• Source
His wife Samantha, like her husband a Duke law graduate, is an assistant coach on the women’s lacrosse team.
‘Subordinates’ reviewed the punishment
The Aug. 1 Title IX lawsuit alleges that students Colby Leachman and Brian Self perpetrated a “drug-facilitated rape” against the plaintiff, and that the male students were reported to the administration as using the same “modus operandi” against “other, similarly isolated and incapacitated women” around the same time. The plaintiff was not informed by Duke of the other reports, according to the suit.
Leachman is the stepson of then-Provost Peter Lange. Leachman lied to police about the existence of a video recording of “a portion” of the sexual incident, but admitted to recording it after the police obtained the video from his phone, according to the suit. It cited a campus police investigator who said Leachman’s admitted conduct was a state felony.

• Tasks and exercises
(A) In two sentences, sum up the excerpt about the Duke lawsuit.
(B) Reproduce the part of the Duke lawsuit excerpt that opens with the words containing "His wife Samantha, like" and closes with "reports, according to the suit.".

• Items
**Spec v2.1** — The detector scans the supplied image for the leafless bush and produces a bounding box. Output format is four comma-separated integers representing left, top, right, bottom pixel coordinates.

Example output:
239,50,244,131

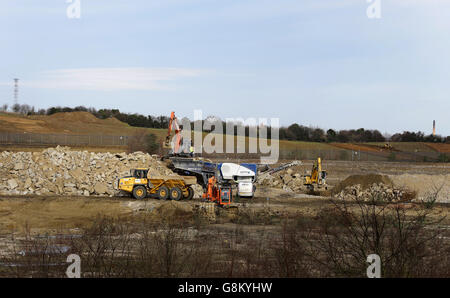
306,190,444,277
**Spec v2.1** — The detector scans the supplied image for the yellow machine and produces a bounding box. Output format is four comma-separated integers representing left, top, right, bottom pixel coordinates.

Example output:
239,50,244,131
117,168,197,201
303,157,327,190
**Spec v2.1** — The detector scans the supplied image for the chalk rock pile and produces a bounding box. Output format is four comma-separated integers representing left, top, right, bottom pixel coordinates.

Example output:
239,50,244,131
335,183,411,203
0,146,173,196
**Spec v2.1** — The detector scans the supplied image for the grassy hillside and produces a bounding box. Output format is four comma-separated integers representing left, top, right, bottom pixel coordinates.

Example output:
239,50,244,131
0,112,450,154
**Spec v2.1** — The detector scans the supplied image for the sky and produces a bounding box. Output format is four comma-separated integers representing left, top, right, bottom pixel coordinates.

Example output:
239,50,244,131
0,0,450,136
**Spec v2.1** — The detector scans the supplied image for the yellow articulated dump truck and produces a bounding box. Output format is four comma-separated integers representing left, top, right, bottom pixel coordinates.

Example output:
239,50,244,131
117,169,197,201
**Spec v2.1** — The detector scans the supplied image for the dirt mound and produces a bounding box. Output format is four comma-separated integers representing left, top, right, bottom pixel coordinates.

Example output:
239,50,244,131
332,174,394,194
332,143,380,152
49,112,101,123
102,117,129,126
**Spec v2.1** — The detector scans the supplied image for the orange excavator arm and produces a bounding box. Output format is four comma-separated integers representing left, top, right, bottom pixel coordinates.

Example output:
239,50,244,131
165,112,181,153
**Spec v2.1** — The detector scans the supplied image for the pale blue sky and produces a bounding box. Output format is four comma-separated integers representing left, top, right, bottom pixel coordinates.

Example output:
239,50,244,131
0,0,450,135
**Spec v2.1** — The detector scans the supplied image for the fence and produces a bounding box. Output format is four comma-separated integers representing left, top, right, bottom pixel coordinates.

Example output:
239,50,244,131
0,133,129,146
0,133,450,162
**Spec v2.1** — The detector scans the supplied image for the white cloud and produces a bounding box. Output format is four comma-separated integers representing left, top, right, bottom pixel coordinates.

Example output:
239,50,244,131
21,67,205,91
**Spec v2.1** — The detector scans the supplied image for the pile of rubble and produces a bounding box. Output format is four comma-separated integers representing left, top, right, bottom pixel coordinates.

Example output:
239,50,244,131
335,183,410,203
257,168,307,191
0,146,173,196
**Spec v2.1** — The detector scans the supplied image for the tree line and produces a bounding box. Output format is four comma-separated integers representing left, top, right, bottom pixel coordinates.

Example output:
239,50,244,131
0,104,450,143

...

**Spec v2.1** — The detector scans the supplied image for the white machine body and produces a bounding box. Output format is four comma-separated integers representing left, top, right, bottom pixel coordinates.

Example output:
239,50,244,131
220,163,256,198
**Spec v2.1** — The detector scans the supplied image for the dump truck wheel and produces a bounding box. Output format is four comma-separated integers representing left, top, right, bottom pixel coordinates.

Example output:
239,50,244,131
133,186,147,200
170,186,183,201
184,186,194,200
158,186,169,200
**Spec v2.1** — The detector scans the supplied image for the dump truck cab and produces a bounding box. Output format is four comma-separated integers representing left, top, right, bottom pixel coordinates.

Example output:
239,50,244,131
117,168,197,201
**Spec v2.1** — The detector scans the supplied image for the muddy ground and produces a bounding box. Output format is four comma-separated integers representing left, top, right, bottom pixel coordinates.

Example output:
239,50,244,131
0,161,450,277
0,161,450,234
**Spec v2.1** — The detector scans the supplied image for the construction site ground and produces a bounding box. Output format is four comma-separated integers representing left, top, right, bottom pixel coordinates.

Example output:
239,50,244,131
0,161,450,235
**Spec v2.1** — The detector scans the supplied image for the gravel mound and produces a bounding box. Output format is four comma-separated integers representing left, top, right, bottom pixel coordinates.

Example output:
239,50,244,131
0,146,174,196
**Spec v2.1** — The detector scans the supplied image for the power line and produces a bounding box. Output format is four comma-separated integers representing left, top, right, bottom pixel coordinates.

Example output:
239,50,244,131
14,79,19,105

• Outputs for the tasks
(A) An Aug. 1 Title IX lawsuit alleges that students Colby Leachman and Brian Self committed a “drug-facilitated rape” against the plaintiff and were reported to the administration for using the same “modus operandi” against other women around the same time, reports the suit says Duke never shared with the plaintiff. According to the suit, Leachman, the stepson of then-Provost Peter Lange, lied to police about a video of part of the incident until police obtained it from his phone, and a campus police investigator said his admitted conduct was a state felony.

(B)
His wife Samantha, like her husband a Duke law graduate, is an assistant coach on the women’s lacrosse team.
‘Subordinates’ reviewed the punishment
The Aug. 1 Title IX lawsuit alleges that students Colby Leachman and Brian Self perpetrated a “drug-facilitated rape” against the plaintiff, and that the male students were reported to the administration as using the same “modus operandi” against “other, similarly isolated and incapacitated women” around the same time. The plaintiff was not informed by Duke of the other reports, according to the suit.